[Extracted records]
........

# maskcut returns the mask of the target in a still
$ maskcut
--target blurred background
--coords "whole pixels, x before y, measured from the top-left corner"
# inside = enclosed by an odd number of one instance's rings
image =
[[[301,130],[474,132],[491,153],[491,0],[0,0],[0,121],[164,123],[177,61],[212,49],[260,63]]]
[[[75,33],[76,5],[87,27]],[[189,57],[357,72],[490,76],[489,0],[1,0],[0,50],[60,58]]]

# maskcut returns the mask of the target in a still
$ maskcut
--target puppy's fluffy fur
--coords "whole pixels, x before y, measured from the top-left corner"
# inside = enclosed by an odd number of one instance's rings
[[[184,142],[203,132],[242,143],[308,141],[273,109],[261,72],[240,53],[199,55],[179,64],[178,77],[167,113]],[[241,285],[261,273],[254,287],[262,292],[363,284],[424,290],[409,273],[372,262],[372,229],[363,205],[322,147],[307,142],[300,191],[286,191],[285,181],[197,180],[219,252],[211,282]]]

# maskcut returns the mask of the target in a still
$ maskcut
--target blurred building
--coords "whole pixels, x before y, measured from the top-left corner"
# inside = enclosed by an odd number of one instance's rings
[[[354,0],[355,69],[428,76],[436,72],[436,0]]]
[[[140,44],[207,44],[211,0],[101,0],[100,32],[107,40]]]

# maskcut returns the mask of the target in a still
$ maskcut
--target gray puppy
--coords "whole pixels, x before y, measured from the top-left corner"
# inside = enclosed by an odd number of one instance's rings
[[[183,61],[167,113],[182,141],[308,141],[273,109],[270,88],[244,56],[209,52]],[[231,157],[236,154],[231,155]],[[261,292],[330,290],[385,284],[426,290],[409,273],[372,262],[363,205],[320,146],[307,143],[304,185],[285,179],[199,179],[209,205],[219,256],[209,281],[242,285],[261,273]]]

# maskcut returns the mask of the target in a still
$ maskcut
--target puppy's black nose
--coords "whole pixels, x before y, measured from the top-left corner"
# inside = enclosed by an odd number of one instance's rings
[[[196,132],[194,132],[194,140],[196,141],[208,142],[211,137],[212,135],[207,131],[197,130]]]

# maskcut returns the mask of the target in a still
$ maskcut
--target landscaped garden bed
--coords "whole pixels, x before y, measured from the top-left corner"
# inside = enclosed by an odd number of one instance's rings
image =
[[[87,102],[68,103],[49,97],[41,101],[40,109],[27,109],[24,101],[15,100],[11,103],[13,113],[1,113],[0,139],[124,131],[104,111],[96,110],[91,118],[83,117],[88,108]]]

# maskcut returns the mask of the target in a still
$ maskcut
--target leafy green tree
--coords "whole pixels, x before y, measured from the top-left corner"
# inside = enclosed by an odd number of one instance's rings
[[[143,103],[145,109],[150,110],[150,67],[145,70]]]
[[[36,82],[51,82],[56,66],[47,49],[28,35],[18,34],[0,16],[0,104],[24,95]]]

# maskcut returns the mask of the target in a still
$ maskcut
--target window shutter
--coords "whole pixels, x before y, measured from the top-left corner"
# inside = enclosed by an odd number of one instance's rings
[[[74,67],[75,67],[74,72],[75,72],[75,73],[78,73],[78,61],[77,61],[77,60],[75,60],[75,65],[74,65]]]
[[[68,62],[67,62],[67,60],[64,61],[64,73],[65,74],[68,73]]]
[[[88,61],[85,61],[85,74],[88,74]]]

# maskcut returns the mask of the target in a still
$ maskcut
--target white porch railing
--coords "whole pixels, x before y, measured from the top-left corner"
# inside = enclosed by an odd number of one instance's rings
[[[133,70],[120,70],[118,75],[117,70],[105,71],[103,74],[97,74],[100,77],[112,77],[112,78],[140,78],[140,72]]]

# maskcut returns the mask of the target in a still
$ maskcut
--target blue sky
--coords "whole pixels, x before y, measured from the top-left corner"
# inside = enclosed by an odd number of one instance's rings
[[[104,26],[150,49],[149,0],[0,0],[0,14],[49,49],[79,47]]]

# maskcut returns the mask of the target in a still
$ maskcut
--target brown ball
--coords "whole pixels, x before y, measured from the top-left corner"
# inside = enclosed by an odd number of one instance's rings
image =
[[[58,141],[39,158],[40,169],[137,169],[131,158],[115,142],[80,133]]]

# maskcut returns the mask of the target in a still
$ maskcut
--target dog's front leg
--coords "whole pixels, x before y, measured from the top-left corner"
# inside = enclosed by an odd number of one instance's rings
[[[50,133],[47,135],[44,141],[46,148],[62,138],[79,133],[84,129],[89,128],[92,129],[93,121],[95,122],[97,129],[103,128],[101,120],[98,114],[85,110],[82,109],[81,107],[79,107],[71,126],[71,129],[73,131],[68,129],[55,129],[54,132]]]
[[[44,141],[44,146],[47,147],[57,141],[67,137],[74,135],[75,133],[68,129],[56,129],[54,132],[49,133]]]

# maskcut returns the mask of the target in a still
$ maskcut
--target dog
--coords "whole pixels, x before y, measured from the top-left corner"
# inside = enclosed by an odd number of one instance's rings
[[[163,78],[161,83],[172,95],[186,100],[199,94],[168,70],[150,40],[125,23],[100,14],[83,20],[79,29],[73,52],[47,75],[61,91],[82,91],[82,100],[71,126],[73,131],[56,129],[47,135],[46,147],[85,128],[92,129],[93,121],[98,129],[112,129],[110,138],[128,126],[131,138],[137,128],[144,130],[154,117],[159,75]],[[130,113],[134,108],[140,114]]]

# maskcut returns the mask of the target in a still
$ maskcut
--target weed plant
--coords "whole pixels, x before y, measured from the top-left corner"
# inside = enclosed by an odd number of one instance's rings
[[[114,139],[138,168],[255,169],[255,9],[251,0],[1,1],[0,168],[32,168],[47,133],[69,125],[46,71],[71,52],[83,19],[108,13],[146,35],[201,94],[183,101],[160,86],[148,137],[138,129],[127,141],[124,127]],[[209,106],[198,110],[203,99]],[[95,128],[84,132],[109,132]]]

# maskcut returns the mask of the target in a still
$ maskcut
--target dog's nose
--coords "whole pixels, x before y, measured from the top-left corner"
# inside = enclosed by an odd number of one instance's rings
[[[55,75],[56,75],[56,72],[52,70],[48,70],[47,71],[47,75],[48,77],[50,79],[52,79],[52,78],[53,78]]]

........

EXERCISE INSTRUCTIONS
Copy every line of the records word for word.

RESPONSE TO THE EXERCISE
# maskcut returns the mask of the target in a still
$ maskcut
--target blurred background
--coords "whole pixels, x before y, measured from the top-left corner"
# inside = enclosed by an odd number of one instance's rings
image =
[[[301,130],[474,132],[491,153],[491,0],[0,0],[0,121],[164,123],[177,61],[212,49],[260,63]]]
[[[75,33],[76,5],[87,27]],[[189,57],[357,72],[490,76],[489,0],[1,0],[0,50],[60,58]]]

# maskcut returns the mask of the target in a still
$ maskcut
--target puppy's fluffy fur
--coords "whole pixels, x before y, measured from the top-left corner"
# inside = enclosed by an odd number of one instance's rings
[[[184,142],[203,132],[242,143],[308,141],[273,109],[261,72],[240,53],[199,55],[179,64],[178,77],[167,113]],[[241,285],[261,273],[254,287],[262,292],[363,284],[424,290],[409,273],[372,262],[372,229],[363,205],[322,147],[307,142],[300,191],[286,191],[285,181],[197,180],[219,252],[211,282]]]

# maskcut returns the mask of the target in a still
$ maskcut
--target blurred building
--coords "whole pixels, x before y, measured from the top-left corner"
# inside = enclosed by an odd number of one instance's rings
[[[354,0],[355,69],[428,76],[436,72],[436,0]]]
[[[140,44],[207,44],[211,0],[101,0],[100,32],[107,40]]]

# maskcut returns the mask of the target in a still
$ maskcut
--target gray puppy
--coords "whole pixels, x before y, measured from the top-left corner"
# inside = enclosed by an odd number of one instance's rings
[[[183,61],[167,113],[182,141],[308,141],[273,109],[270,88],[244,56],[209,52]],[[231,157],[236,154],[231,155]],[[261,292],[330,290],[385,284],[426,290],[409,273],[372,262],[363,205],[320,146],[307,143],[304,185],[285,179],[199,179],[209,205],[219,256],[209,281],[242,285],[261,273]]]

# maskcut returns the mask of the target in a still
$ maskcut
--target puppy's black nose
--coords "whole pixels, x before y, measured from the top-left corner"
# inside = enclosed by an odd number of one instance's rings
[[[196,132],[194,132],[194,140],[196,141],[208,142],[211,137],[212,135],[207,131],[197,130]]]

# maskcut returns the mask of the target in a still
$ maskcut
--target landscaped garden bed
--coords "whole pixels, x before y, measured from the top-left corner"
# inside = enclosed by an odd number of one instance's rings
image =
[[[87,102],[68,103],[49,97],[41,101],[40,109],[27,109],[24,101],[15,100],[11,103],[13,113],[1,113],[0,139],[124,131],[104,111],[96,110],[91,118],[83,117],[88,108]]]

# maskcut returns the mask of the target in a still
$ maskcut
--target leafy green tree
--coords "whole pixels, x before y, measured from the top-left corner"
# inside = enclosed by an odd number of one instance's rings
[[[143,103],[145,109],[150,110],[150,67],[145,70]]]
[[[36,82],[51,82],[56,66],[47,49],[28,35],[18,34],[0,16],[0,104],[24,95]]]

# maskcut returns the mask of the target in a still
$ maskcut
--target window shutter
--coords "whole pixels, x before y, measured from the top-left corner"
# inside = enclosed by an odd number of one instance's rings
[[[74,67],[75,67],[74,72],[75,72],[75,73],[78,73],[78,61],[77,61],[77,60],[75,60],[75,65],[74,65]]]
[[[68,62],[67,62],[67,60],[64,61],[64,73],[65,74],[68,73]]]
[[[88,61],[85,61],[85,74],[88,74]]]

# maskcut returns the mask of the target in a still
$ maskcut
--target white porch railing
--coords "whole pixels, x before y, measured from the top-left corner"
# inside = enclosed by an odd number of one instance's rings
[[[133,70],[120,70],[118,75],[117,70],[105,71],[103,74],[97,74],[100,77],[112,77],[112,78],[140,78],[140,72]]]

# maskcut returns the mask of the target in a still
$ maskcut
--target blue sky
--coords "whole pixels, x before y, measured from the top-left corner"
# inside = enclosed by an odd number of one instance's rings
[[[104,26],[150,49],[149,0],[0,0],[0,14],[49,49],[79,47]]]

# maskcut returns the mask of the target in a still
$ maskcut
--target brown ball
--coords "whole pixels, x before y, measured from the top-left corner"
# inside = enclosed by an odd number of one instance's rings
image =
[[[58,141],[39,158],[40,169],[137,169],[131,158],[115,142],[80,133]]]

# maskcut returns the mask of the target in a still
$ maskcut
--target dog's front leg
--coords "whole pixels, x before y, measured from the top-left corner"
# inside = enclosed by an odd number of one instance's rings
[[[50,133],[47,135],[44,141],[46,148],[62,138],[79,133],[84,129],[89,128],[92,129],[93,121],[95,122],[97,129],[103,128],[101,120],[98,114],[85,110],[82,109],[81,107],[79,107],[71,126],[71,129],[73,131],[68,129],[55,129],[54,132]]]
[[[44,141],[44,146],[47,147],[57,141],[67,137],[74,135],[75,133],[68,129],[56,129],[54,132],[49,133]]]

# maskcut returns the mask of the target in a still
$ maskcut
--target dog
--coords "whole pixels, x before y, measured from the top-left corner"
# inside = enclosed by an odd number of one instance's rings
[[[163,78],[161,83],[172,95],[186,100],[199,94],[168,70],[150,40],[125,23],[100,14],[83,20],[79,29],[73,52],[47,75],[61,91],[82,91],[82,100],[71,126],[73,131],[56,129],[47,135],[46,147],[85,128],[92,129],[93,121],[98,129],[112,129],[110,138],[128,126],[131,138],[137,128],[144,130],[154,117],[159,75]],[[130,113],[134,108],[140,114]]]

# maskcut returns the mask of the target in a still
$ maskcut
--target weed plant
--coords "whole pixels, x before y, measured from the top-left corner"
# inside = enclosed by an odd number of one instance's rings
[[[114,139],[138,168],[255,169],[255,9],[251,0],[1,1],[0,168],[32,168],[47,133],[69,125],[46,71],[71,52],[83,19],[108,13],[146,35],[201,94],[183,101],[160,86],[148,137],[138,129],[127,141],[124,127]],[[209,106],[198,110],[203,99]],[[95,128],[84,132],[109,132]]]

# maskcut returns the mask of the target in a still
$ maskcut
--target dog's nose
--coords "whole pixels, x before y, measured from the top-left corner"
# inside = enclosed by an odd number of one instance's rings
[[[55,75],[56,75],[56,72],[52,70],[48,70],[47,71],[47,75],[48,77],[50,79],[52,79],[52,78],[53,78]]]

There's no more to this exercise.